- _PROBLEM STATEMENT_: Images are not part of the copy; transcribe all the data exactly.

Dataset rows on where objects appear:
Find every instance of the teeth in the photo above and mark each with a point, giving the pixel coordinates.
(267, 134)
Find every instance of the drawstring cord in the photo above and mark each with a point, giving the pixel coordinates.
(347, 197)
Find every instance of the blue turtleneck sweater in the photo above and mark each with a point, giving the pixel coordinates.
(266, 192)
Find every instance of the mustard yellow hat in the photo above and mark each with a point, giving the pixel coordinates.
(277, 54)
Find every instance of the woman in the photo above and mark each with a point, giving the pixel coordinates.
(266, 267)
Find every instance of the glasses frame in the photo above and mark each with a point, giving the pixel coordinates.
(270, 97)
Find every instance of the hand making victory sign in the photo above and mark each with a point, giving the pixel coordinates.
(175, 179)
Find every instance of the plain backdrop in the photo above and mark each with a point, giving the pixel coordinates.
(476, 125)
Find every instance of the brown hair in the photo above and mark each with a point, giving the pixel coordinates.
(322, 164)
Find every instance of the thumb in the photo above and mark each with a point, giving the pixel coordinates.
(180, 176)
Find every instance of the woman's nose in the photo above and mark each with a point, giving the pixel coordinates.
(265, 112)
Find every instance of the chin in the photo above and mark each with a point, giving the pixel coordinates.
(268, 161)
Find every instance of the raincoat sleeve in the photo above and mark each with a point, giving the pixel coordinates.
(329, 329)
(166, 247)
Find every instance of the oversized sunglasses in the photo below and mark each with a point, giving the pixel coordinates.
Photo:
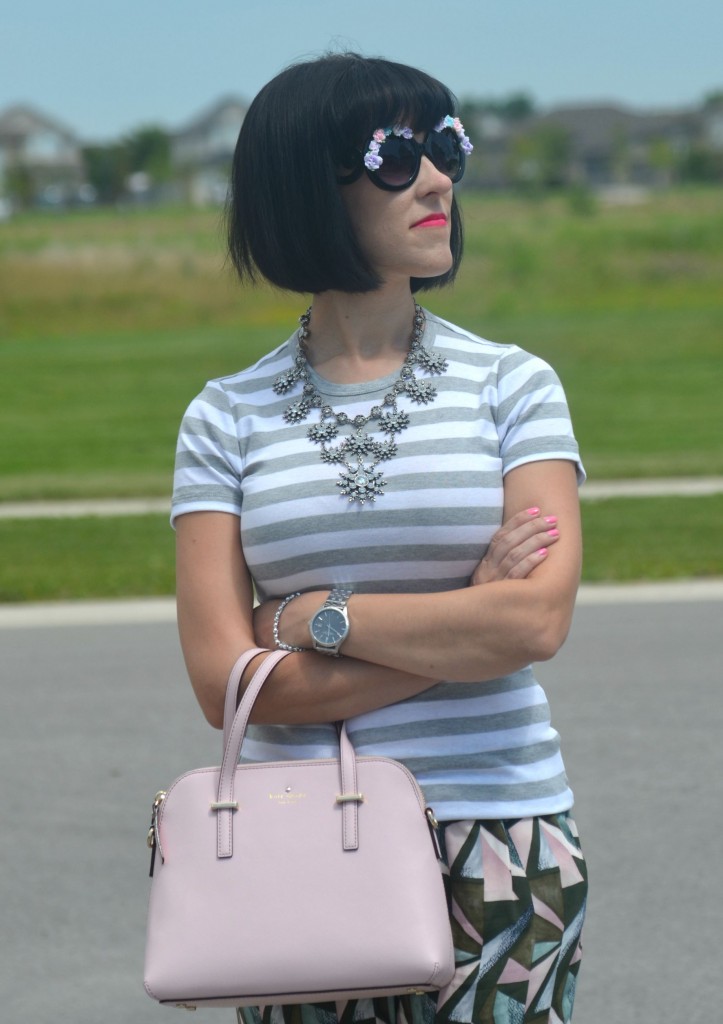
(393, 156)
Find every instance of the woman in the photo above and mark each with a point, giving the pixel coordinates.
(400, 493)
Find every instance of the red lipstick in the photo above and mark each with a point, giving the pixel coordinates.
(432, 220)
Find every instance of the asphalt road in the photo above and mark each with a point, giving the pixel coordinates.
(95, 718)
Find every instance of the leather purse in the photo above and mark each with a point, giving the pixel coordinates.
(293, 881)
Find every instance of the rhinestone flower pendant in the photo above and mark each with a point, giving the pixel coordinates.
(362, 484)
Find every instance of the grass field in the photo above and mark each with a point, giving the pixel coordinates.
(111, 321)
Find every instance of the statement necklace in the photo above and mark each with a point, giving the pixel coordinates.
(358, 453)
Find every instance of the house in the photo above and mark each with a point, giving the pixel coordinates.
(611, 144)
(40, 159)
(597, 145)
(202, 152)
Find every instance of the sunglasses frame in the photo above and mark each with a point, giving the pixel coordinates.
(419, 150)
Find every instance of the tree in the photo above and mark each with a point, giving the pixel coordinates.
(149, 150)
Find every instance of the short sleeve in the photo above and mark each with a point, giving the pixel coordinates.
(533, 417)
(209, 466)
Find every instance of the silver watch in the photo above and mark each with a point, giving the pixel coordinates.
(330, 626)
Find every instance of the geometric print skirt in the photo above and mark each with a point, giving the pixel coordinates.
(517, 891)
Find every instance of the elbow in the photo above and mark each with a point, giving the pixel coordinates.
(213, 715)
(551, 633)
(211, 700)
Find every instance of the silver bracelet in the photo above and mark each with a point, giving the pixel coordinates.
(278, 617)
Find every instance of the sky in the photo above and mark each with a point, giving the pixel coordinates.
(104, 68)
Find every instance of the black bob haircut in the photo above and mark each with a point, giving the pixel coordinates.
(286, 218)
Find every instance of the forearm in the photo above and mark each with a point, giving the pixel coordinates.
(467, 635)
(311, 688)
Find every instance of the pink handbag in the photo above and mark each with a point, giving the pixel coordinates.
(293, 881)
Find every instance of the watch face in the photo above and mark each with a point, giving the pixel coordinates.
(329, 627)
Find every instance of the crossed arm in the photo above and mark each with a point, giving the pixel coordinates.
(517, 609)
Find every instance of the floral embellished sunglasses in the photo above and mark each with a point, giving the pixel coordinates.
(393, 156)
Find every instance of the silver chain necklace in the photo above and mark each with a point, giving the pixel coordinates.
(358, 453)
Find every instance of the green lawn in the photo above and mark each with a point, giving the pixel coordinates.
(111, 321)
(132, 556)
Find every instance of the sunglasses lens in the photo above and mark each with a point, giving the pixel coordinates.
(443, 151)
(399, 158)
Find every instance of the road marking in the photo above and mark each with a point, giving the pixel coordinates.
(163, 609)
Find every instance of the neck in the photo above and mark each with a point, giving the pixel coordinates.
(360, 336)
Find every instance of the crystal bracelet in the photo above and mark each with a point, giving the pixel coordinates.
(277, 619)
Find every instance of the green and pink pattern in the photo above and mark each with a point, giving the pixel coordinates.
(517, 892)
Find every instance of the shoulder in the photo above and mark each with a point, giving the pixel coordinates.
(260, 375)
(247, 389)
(498, 360)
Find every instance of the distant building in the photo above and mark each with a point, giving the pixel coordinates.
(203, 151)
(40, 159)
(594, 144)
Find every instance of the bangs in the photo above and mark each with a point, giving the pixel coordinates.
(375, 93)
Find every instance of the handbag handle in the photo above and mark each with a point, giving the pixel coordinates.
(235, 725)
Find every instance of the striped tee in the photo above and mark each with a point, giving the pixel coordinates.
(478, 751)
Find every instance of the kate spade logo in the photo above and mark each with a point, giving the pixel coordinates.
(287, 797)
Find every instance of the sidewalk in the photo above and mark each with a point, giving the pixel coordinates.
(591, 492)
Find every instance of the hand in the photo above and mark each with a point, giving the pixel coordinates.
(517, 548)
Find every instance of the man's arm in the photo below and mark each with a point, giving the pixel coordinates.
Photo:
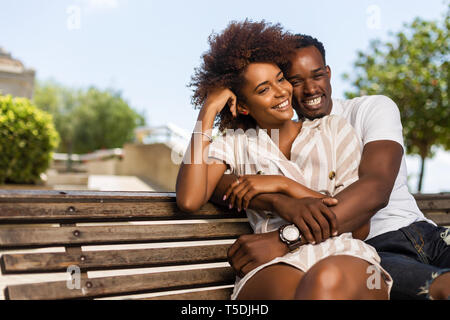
(380, 163)
(378, 170)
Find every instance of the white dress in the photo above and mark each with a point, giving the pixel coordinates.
(324, 157)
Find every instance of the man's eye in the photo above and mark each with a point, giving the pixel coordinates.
(296, 82)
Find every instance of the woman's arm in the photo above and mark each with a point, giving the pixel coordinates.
(198, 177)
(246, 187)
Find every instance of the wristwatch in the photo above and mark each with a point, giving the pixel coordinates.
(290, 234)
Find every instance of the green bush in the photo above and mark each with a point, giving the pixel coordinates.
(27, 139)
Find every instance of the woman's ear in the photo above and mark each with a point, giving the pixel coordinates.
(242, 109)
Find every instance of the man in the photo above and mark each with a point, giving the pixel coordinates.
(413, 249)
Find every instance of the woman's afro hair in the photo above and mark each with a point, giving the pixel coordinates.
(231, 51)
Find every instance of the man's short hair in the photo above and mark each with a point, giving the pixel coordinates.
(304, 41)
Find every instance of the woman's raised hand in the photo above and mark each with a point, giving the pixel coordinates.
(218, 98)
(241, 191)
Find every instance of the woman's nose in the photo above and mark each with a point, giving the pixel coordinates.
(281, 91)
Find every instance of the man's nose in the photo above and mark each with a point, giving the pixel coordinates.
(281, 91)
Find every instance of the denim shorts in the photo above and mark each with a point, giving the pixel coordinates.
(414, 256)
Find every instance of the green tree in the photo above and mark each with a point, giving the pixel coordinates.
(60, 102)
(90, 119)
(413, 70)
(103, 120)
(27, 140)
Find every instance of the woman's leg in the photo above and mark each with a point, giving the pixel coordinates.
(341, 277)
(274, 282)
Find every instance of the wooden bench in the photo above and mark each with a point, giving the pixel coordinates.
(69, 226)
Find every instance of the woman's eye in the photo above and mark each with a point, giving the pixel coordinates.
(262, 91)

- _RESPONSE_:
Find every instance of the teeth in the photo above and mark each with a point, giving the pixel coordinates.
(267, 134)
Find every instance of the drawstring cord in the photo above and mark each with a point, giving the pixel coordinates.
(347, 197)
Find every instance of the blue turtleneck sweater in the photo above and mark each with a point, giving the pixel coordinates.
(266, 192)
Find every instance of the mustard yellow hat in the photo above and mark each with a point, giving the pixel coordinates.
(277, 54)
Find every instance of the woman in the photo above and mark each with a point, giving the pixel coordinates.
(266, 267)
Find every instance of the glasses frame in the photo above and mark each with a point, giving the pixel coordinates.
(270, 97)
Find every instance of the hand making victory sign in the photo above and mark each with a point, giving the pixel coordinates.
(175, 179)
Find every instance of the plain backdrop in the photo above and mark each with a point, giving the pixel coordinates.
(476, 125)
Find every instance of the brown hair in the photo above and mark each with a point, giving the pixel coordinates.
(322, 164)
Find every instance of the thumb in the photo above and mark each with a point, giving the pixel coordinates.
(180, 176)
Find every instance of the woman's nose in the photo above and mark each with a point, giving the pixel coordinates.
(265, 112)
Find every instance of the chin in the photo above and mark each with a point, giving the pixel coordinates.
(268, 161)
Find every instance of the raincoat sleeve in the photo above and mark each with a point, giving the pixel coordinates.
(329, 329)
(166, 247)
Find every instance of the oversized sunglasses in the photo below and mark each with a point, giving the pixel coordinates.
Photo:
(393, 156)
Find every instance of the woman in the photo above and mark each with a point, giving the pixel coordinates.
(400, 493)
Find every instance of the red lipstick in the photo above and mark each with a point, giving the pixel coordinates.
(432, 220)
Find every instance of the asphalt road in the photo above and mark each with a point, giving the pixel coordinates.
(95, 718)
Find every instance of the leather purse in the photo above and mark each with a point, giving the pixel coordinates.
(293, 881)
Find every instance of the rhinestone flower pendant in the photo above and mark each with a point, giving the pixel coordinates.
(362, 484)
Find every instance of the grass field in the photo above and mark each with a point, giving the pixel coordinates.
(111, 321)
Find every instance of the statement necklace in the photo above and mark each with a point, giving the pixel coordinates.
(358, 453)
Find every instance of the house in the photo above and mark each with a point, giving the pixel coordinates.
(611, 144)
(40, 159)
(597, 145)
(202, 152)
Find every instance of the sunglasses frame in the photo above and mark each with a point, giving the pixel coordinates.
(419, 150)
Find every instance of the tree in the photo above and mark each with a point, giving the pixel coordinates.
(149, 150)
Find every instance of the short sleeve in the photo above and mark each with a point, giving the pixel coordinates.
(533, 417)
(209, 466)
Find every instance of the silver watch in the photo above and mark each with a point, giving the pixel coordinates.
(330, 626)
Find every instance of the geometric print skirt in the photo above and mark each with a point, giving the pixel coordinates.
(517, 891)
Find every instance of the elbow in the photo above and mark each with a point, giving the pixel coordinates.
(213, 715)
(551, 633)
(211, 700)
Find every instance of the silver bracelet in the photo above and mark each with a point, giving the pixel coordinates.
(278, 617)
Find every instance of the sky in the photo above and mark each with a point, giving the pixel coordinates.
(104, 68)
Find every instance of the black bob haircut in the photo above and mark each with a point, giving the pixel coordinates.
(286, 218)
Find every instance of the forearm in the photo above and mark each with a point, giving the pixel coordinates.
(467, 635)
(311, 688)
Find every instance of the pink handbag in the photo above and mark each with a point, giving the pixel coordinates.
(293, 881)
Find every instance of the watch face in the photo above and mark each with a point, giving the pixel coordinates.
(329, 627)
Find every instance of the crossed arm in the photo above and mark each with a point, giving the pixel coordinates.
(517, 609)
Find every instance of the floral embellished sunglasses in the photo above and mark each with a point, giving the pixel coordinates.
(393, 156)
Find every instance of the silver chain necklace in the photo above and mark each with a point, giving the pixel coordinates.
(358, 453)
Find every instance of the green lawn in the photo above and mark each with a point, giving the pixel coordinates.
(111, 321)
(132, 556)
Find every instance of the sunglasses lens in the photo above and mark each with a point, giving the pixel coordinates.
(443, 151)
(399, 158)
Find every instance of the road marking in the photo above and mark each with a point, giving the pixel coordinates.
(163, 609)
Find every instance of the neck in the photo above and mark each with a point, giving the pixel coordinates.
(360, 336)
Find every instance of the crystal bracelet in the photo above and mark each with a point, giving the pixel coordinates.
(277, 619)
Find every instance of the green and pink pattern in the photo above and mark each with a point, giving the pixel coordinates.
(517, 892)
Find every instance of the shoulder in the photo above and mark each with a point, giving the pixel coordinates.
(260, 375)
(247, 389)
(498, 360)
Find every instance of the distant building in the photo above and mark each with a point, giving the pixel coordinates.
(203, 151)
(40, 159)
(594, 144)
Find every instance of the bangs in the photo above and mark each with a point, giving the pixel coordinates.
(375, 93)
Find every instance of the handbag handle in the photo above and mark each with a point, giving the pixel coordinates.
(235, 725)
Find every instance of the striped tee in the photo above and mark each with a point, giving the pixel coordinates.
(478, 751)
Find every instance of the kate spade logo in the photo above and mark each with a point, giving the pixel coordinates.
(287, 797)
Find every instance of the sidewalk in the photo above and mark each with a point, giving the pixel coordinates.
(591, 492)
Find every instance of the hand in the photo above and mark each with a point, giving the pixel coordinates.
(517, 548)
Find every instance of the man's arm in the photo below and mark each with a point, giving the pixel coordinates.
Photo:
(380, 163)
(378, 170)
Find every instance of the white dress in the photo above and mark each with a point, giving the pixel coordinates.
(324, 157)
Find every instance of the man's eye in the photo above and mark each with a point, giving the pixel coordinates.
(296, 82)
Find every instance of the woman's arm in the photo above and mark each with a point, giving the pixel coordinates.
(198, 177)
(246, 187)
Find every instance of the wristwatch in the photo above and mark each with a point, giving the pixel coordinates.
(290, 234)
Find every instance of the green bush in the photo above and mark each with a point, giving the pixel coordinates.
(27, 139)
Find every instance of the woman's ear in the photo above and mark each with a point, giving the pixel coordinates.
(242, 109)
Find every instance of the man in the photo above and mark each with a point, giving the pixel coordinates.
(413, 249)
Find every instance of the woman's afro hair in the photo above and mark each with a point, giving the pixel coordinates.
(231, 51)
Find every instance of the man's short hair in the photo above and mark each with a point, giving the pixel coordinates.
(304, 41)
Find every instance of the woman's raised hand in the photo above and mark each with a point, giving the pixel coordinates.
(218, 98)
(241, 191)
Find every instance of the woman's nose in the photo above and mark each with a point, giving the pixel coordinates.
(281, 91)
Find every instance of the man's nose in the photo above and mark each with a point, giving the pixel coordinates.
(281, 91)
Find every instance of the denim shorts in the photo above and mark each with a point, giving the pixel coordinates.
(414, 256)
Find every instance of the green tree in the photo above and mark each with a point, giving the pixel coordinates.
(60, 102)
(90, 119)
(413, 70)
(103, 120)
(27, 140)
Find every instance of the woman's leg in the photo above and mark each with a point, giving the pixel coordinates.
(341, 277)
(274, 282)
Find every instance of the wooden bench in the photo above and mark each with a point, giving the pixel coordinates.
(69, 226)
Find every instance of the woman's eye in the photo above and mark each with a point, giving the pixel coordinates.
(262, 91)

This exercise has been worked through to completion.